Written task: Copy every line of the data below verbatim, omitting the pictures.

(Stored data)
——
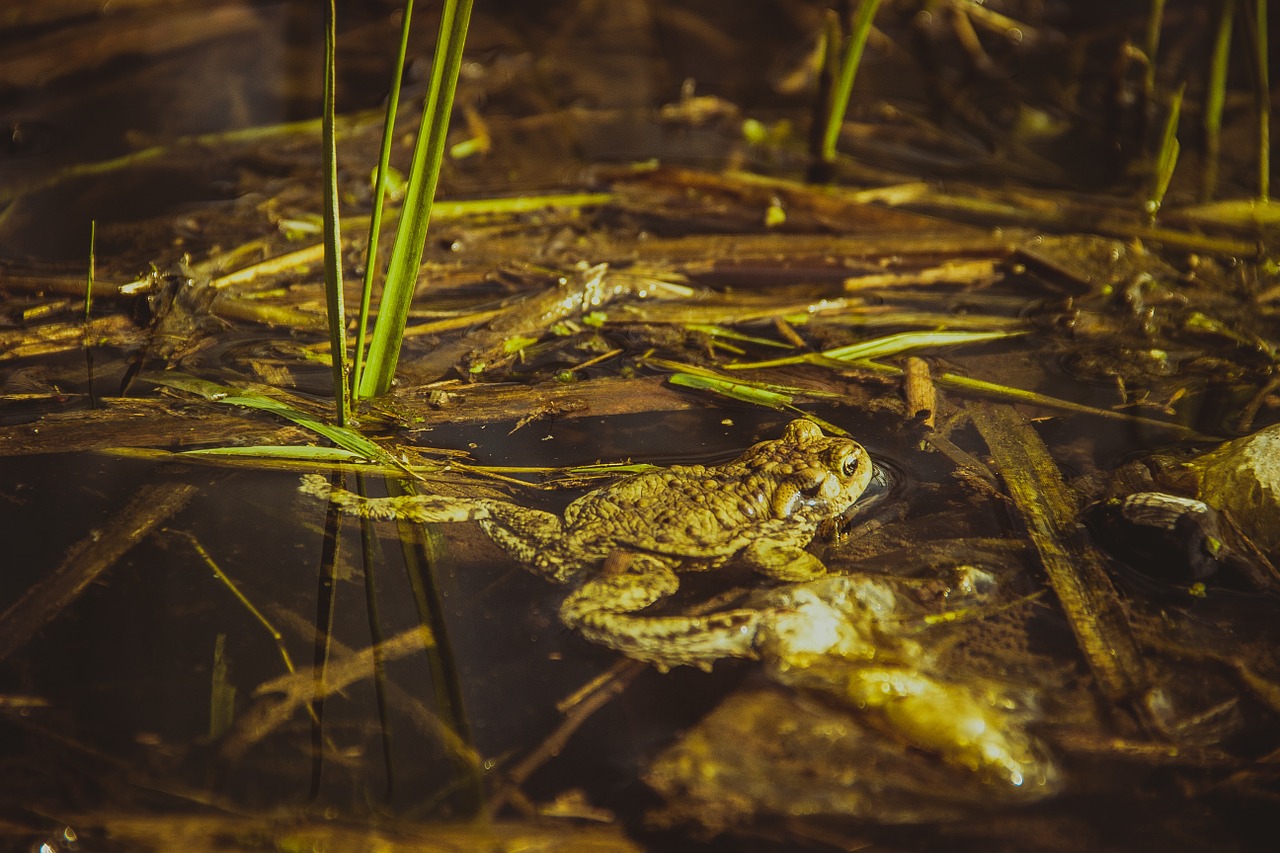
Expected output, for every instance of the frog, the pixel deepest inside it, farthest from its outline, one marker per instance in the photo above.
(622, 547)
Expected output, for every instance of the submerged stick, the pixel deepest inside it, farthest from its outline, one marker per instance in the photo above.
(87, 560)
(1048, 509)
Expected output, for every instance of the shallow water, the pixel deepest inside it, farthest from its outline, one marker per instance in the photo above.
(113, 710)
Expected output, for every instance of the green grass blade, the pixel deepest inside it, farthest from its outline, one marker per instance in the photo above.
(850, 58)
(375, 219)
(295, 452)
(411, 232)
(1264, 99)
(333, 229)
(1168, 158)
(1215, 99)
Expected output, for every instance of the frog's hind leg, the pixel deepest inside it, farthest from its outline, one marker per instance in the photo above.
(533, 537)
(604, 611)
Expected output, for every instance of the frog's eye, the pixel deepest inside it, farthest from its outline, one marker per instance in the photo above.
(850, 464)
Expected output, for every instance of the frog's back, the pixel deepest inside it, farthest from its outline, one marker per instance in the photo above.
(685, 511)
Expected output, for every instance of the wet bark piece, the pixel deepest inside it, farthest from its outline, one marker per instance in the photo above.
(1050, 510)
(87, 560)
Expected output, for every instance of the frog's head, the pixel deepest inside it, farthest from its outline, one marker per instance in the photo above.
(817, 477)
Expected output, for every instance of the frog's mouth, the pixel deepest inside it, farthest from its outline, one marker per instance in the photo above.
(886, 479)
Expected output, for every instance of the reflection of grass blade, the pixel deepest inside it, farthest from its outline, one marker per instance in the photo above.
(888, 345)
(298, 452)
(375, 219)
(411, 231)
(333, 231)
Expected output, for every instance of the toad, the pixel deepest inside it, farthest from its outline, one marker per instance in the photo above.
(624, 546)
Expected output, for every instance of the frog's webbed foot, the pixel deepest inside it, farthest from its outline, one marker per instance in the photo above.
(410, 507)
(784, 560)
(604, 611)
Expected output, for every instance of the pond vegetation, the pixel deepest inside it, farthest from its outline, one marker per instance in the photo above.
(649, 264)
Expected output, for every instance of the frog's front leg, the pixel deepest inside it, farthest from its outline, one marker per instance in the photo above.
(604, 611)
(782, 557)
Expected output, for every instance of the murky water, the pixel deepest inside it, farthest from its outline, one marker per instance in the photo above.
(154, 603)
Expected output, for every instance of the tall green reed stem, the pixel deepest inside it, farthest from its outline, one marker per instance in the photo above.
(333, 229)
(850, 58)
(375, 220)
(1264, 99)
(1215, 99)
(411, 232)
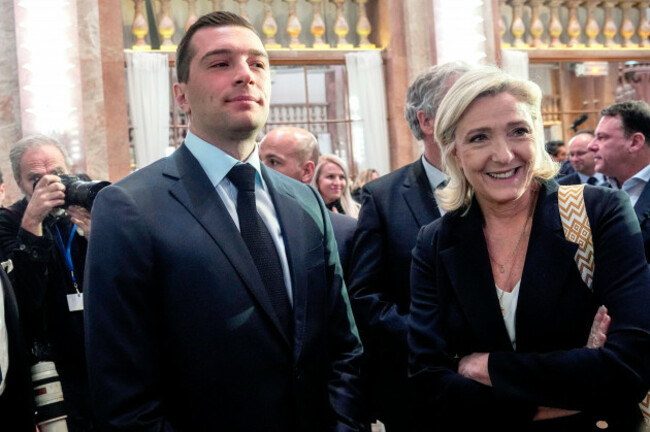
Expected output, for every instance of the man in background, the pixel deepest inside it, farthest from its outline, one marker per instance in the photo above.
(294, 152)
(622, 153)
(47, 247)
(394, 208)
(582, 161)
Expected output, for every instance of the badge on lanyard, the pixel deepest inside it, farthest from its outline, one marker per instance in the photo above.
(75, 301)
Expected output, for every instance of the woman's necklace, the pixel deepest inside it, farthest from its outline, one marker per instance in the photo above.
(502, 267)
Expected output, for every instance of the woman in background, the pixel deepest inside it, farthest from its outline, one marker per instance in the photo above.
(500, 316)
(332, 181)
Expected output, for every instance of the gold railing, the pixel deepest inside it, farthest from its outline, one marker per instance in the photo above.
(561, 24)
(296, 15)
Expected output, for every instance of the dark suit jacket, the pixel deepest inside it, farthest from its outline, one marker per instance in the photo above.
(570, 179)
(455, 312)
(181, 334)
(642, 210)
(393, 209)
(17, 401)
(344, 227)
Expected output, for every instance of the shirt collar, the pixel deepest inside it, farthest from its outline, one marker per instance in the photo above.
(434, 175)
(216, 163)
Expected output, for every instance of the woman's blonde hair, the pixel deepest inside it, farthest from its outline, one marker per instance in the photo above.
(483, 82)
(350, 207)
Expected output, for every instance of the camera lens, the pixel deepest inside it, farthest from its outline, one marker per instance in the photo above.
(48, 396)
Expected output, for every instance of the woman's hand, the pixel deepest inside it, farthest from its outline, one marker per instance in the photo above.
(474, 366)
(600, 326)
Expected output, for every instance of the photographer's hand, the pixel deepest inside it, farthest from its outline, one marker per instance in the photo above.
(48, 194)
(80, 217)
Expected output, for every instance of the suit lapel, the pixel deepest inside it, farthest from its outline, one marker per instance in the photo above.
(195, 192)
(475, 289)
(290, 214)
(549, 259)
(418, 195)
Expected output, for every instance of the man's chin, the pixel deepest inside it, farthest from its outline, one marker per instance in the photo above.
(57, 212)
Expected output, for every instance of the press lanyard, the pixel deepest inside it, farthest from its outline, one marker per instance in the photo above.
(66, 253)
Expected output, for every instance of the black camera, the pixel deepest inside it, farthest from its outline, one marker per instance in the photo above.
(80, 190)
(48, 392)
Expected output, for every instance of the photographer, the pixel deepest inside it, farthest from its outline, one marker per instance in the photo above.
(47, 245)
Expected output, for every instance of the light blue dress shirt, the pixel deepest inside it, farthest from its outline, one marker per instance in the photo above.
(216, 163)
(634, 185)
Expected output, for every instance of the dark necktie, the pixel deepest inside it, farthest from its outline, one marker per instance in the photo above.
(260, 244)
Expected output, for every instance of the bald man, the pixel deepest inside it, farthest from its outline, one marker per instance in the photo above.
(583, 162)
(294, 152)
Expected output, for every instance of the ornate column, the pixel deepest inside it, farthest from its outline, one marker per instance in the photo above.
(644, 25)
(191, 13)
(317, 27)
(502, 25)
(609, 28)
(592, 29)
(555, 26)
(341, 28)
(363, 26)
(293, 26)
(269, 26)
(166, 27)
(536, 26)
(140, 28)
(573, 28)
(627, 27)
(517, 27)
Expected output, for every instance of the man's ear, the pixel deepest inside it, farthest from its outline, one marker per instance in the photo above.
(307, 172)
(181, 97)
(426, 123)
——
Response to this exercise:
Expected output, for every instance of the frog, the pixel deepest inside it, farthest from its outline, one marker per instance in the photo above.
(622, 547)
Expected output, for every instance of the submerged stick, the pixel deepest inside it, farthest from its outline, one marker per instance in the photo above.
(87, 560)
(1048, 509)
Expected output, for every instance of the shallow water, the pixel deepest inside it, farthest from its outline, one marker per instance in the photo above.
(113, 710)
Expected output, for every instance of the green grass blade, the pixel deepest inside it, farthest from its outline, one marker per instance in the photo above.
(850, 58)
(375, 219)
(295, 452)
(411, 232)
(1264, 99)
(333, 229)
(1168, 158)
(1215, 99)
Expected output, for every instance of the frog's hind leg, the pixel deepest inside it, farthest from its outline, one marker per instance in the photo above.
(533, 537)
(604, 611)
Expected output, for every instance of the frog's eye, the pixel deepest inside it, farthest from its outline, one marker per instance in the photo above.
(850, 464)
Expected output, for every instance of the frog's back, the pixel deepest inside it, farthest from its outline, one marker per instance in the photo above.
(685, 511)
Expected output, for every instance of the wet bark piece, the pixel deepest inside it, farthest from its outline, one marker per instance in the photo above.
(1050, 510)
(87, 560)
Expected output, for every instance of the frog's head, the pixel deepest inside it, farthest from its outline, one marker per instance in the photo above.
(817, 477)
Expected output, for every instance of the frog's mouth, the pixel deepest inside it, farthest from its outline, one marker per instance in the photo above.
(886, 479)
Expected output, for every instance of the reflection of grass blade, the pixel deepest inside it, farthest from its outline, one marker per instance in the photo above.
(888, 345)
(298, 452)
(375, 219)
(411, 231)
(333, 231)
Expected output, for every instance of the toad, the pixel deepest inside it, farthest from its outline, one marker per instance in the photo above.
(624, 546)
Expected output, for every instance of the frog's webbed foot, the pixel deepest inside it, farthest from its outline, one marker per instance in the photo above.
(410, 507)
(784, 560)
(604, 611)
Expected output, for every instance of the pond vegetation, the pixel deepest inside it, farthest from its outline, one marker per instance in the photo above.
(649, 264)
Expected output, for every instance of the frog's front leg, the pixel deepest inside it, farthest from its outline, one marker per instance in the photo above.
(604, 611)
(782, 557)
Expected output, for every instance of the murky water, the pixel deepest inside it, farthest from its outline, one marker per instance in the photo above.
(154, 603)
Expected output, for every instance of the tall green reed stem, the pixel deepest inside it, farthest from its outline, one marker per instance in the photo above.
(333, 229)
(850, 58)
(375, 220)
(1264, 99)
(1215, 99)
(411, 232)
Expected output, for every instance of the man in background, the pixel deepest inside it, farthest from its outline, one marker per instance in the photo above.
(294, 152)
(622, 153)
(47, 247)
(394, 208)
(582, 161)
Expected output, for every instance of the badge on lanyard, the pixel deepest inside it, farthest from its outline, one marker per instance in the photo above.
(75, 301)
Expected output, for every instance of the woman's necklace, the pixel deepest inside it, farthest from its outline, one marker per instance in the photo above.
(502, 267)
Expected output, for every instance of the woman in background, the pixel deepest inside it, farthest from its outline, one marker per instance in the photo above.
(500, 316)
(332, 181)
Expected output, for every instance of the gold railing, the pixel deepest inside it, farthest from its outline, one marker per instance in the photo above.
(561, 24)
(296, 15)
Expected output, for every instance of the dark suit jacket, the pixel deepest inside it, farthest from its outline, one marker per instance in the photo above.
(570, 179)
(455, 312)
(181, 334)
(642, 210)
(393, 209)
(17, 401)
(344, 227)
Expected output, for every instance of the shirt collar, the pixel deepest inside it, farthest from its outline, one marker per instance in the photo above.
(434, 175)
(216, 163)
Expected output, for every instance of the woman's blonde hair, the pixel deepest inside it, farthest from its outline, one marker per instance in the photo above.
(483, 82)
(350, 207)
Expected output, for every instance of the camera lens, the pixel deepest inside it, farthest from its outline, one marker per instance in the photo above.
(48, 396)
Expected output, for every instance of the woman's hand, the pixel deepest inside it, farthest from its outline, one marker per instance in the photo above.
(474, 366)
(600, 326)
Expected output, for every instance of the photographer's hand, the pixel deepest inside it, farthest from its outline, one marker per instance in the photo above.
(48, 194)
(80, 217)
Expected output, for every instance of the suit lapel, the pixel deepest inside it, farthest from its outline, one marker per instance in the photo above.
(195, 192)
(475, 289)
(290, 214)
(549, 259)
(418, 195)
Expected output, for every instance of the man's chin, the pixel deepest inside it, farthest from its outline, one marker per instance in the photo above.
(57, 212)
Expected output, for every instance of the press lanyard, the pixel deepest inside it, farthest from its outline, one marker per instance in the photo above.
(66, 253)
Expected output, for every instance of the black camera, the pixel deepest inside it, farthest from its outline, one marker per instance in the photo above.
(80, 190)
(48, 392)
Expected output, for every instance of the photographer, the pixel deepest inside it, farthest from its outline, one marker per instance in the photo above.
(47, 245)
Expected output, for every instance of the light blue dress shirt, the pixel deepest inside it, farthest from its outline, one marker per instance in the photo above.
(216, 163)
(634, 185)
Expected output, for every instance of the dark necktie, the pixel deepest inside it, farthest from its outline, one marker per instance in the photo above.
(260, 244)
Expected output, for every instance of the bald man, the pixel deepest inside it, farthest from its outline, one marker per instance in the photo above.
(583, 162)
(294, 152)
Expected output, for every instance of the ornate column, the pixel deepest inside it, farthest from its outline, one marker per instance in the photo above.
(644, 25)
(191, 13)
(317, 27)
(502, 25)
(609, 28)
(592, 29)
(555, 26)
(341, 28)
(363, 26)
(293, 26)
(269, 26)
(166, 27)
(536, 26)
(140, 28)
(573, 28)
(627, 27)
(517, 27)
Expected output, for every instance of the man's ear, the pixel deepest inside it, farthest from its outline, one marker per instance in the photo above.
(307, 172)
(181, 97)
(426, 123)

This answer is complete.